▸ **Exercise inputs**
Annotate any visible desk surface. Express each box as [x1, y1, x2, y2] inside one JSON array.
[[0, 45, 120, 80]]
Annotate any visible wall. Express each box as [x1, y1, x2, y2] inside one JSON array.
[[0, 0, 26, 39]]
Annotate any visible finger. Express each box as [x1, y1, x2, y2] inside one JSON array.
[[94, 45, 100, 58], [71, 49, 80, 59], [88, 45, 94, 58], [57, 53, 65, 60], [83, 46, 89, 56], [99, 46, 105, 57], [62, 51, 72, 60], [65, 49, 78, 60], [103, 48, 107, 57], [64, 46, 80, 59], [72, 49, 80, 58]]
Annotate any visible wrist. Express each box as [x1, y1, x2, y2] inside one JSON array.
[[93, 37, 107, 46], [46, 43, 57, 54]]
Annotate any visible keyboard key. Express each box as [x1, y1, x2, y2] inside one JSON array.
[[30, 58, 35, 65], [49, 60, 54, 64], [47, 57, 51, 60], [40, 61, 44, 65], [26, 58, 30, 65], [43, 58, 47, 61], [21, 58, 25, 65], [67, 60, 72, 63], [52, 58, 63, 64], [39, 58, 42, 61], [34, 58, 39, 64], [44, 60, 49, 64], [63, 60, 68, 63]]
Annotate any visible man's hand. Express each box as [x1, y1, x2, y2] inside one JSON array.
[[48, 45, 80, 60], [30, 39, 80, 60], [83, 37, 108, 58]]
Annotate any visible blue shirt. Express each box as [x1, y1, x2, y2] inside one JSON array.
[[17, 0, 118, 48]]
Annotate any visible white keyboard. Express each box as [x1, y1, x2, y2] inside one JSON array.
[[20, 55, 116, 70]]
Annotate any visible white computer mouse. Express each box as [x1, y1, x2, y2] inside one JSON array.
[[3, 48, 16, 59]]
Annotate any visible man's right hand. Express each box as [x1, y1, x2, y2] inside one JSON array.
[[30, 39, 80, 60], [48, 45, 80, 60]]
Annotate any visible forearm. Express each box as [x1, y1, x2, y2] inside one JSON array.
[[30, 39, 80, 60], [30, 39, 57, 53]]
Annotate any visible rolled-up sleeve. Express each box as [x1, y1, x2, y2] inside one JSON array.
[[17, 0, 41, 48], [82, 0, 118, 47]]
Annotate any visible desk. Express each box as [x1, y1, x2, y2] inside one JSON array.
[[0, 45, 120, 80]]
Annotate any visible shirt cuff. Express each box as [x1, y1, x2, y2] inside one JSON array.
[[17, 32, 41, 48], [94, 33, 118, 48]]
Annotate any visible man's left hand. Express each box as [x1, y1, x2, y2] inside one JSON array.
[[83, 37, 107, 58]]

▸ **Required action**
Please repeat the entries above exactly as they read.

▸ **Response to the exercise**
Annotate any visible desk surface. Express each box as [x1, y1, x2, y2] inside one JSON array.
[[0, 45, 120, 80]]
Annotate any visible wall. Express each box as [x1, y1, x2, y2] inside one JSON array.
[[0, 0, 26, 39]]
Annotate any visible finger. Express each box as [x1, y1, x2, y2] inside one JSON array.
[[94, 45, 100, 58], [71, 49, 80, 59], [88, 45, 94, 58], [57, 53, 65, 60], [83, 46, 89, 56], [99, 46, 105, 57], [62, 51, 72, 60], [65, 49, 78, 60], [103, 48, 107, 57], [64, 46, 80, 59], [72, 49, 80, 58]]
Annotate any visible wrist. Express each box as [x1, y1, x2, y2] inside one JSON array.
[[93, 37, 107, 46], [46, 43, 57, 54]]
Annotate any visible keyboard key. Express each box as [x1, y1, x2, y2] inside one JSON array.
[[30, 58, 35, 65], [49, 60, 54, 64], [47, 57, 51, 60], [40, 61, 44, 65], [26, 58, 30, 65], [43, 58, 47, 61], [21, 58, 25, 65], [67, 60, 72, 63], [52, 58, 63, 64], [39, 58, 42, 61], [34, 58, 39, 64], [44, 60, 49, 64], [63, 60, 68, 63]]
Annotate any visible man's hand. Express each box as [x1, y1, x2, y2] inside one JSON array.
[[48, 45, 80, 60], [30, 39, 80, 60], [83, 37, 108, 58]]
Annotate any visible blue shirt. Express each box as [x1, y1, x2, y2] inside one JSON array.
[[17, 0, 118, 48]]
Annotate any visible white keyboard. Express each box as [x1, y1, x2, y2] inside one JSON array.
[[20, 55, 116, 70]]
Annotate any visible white computer mouse. Express each box as [x1, y1, x2, y2] inside one JSON array.
[[3, 48, 16, 59]]
Annotate any visible man's right hand. Express each box as [x1, y1, x2, y2] inside one JSON array.
[[30, 39, 80, 60], [48, 45, 80, 60]]
Annotate any visible forearm. Express each box as [x1, y1, x2, y2] inside one JSON array.
[[30, 39, 80, 60], [30, 39, 57, 53]]
Annotate any visible rolled-up sleeve. Express each box as [x1, y1, x2, y2] inside one JSON array.
[[17, 0, 41, 48], [82, 0, 118, 47]]
Annotate any visible desk. Express each box as [x1, y1, x2, y2] inside one JSON array.
[[0, 45, 120, 80]]
Annotate any visible shirt cuff. Express each box as [x1, y1, x2, y2] inside one JSON array.
[[17, 32, 41, 48], [94, 33, 118, 48]]
Annotate any visible man's left hand. Express each box as [x1, y1, x2, y2] inside one JSON array.
[[83, 37, 107, 58]]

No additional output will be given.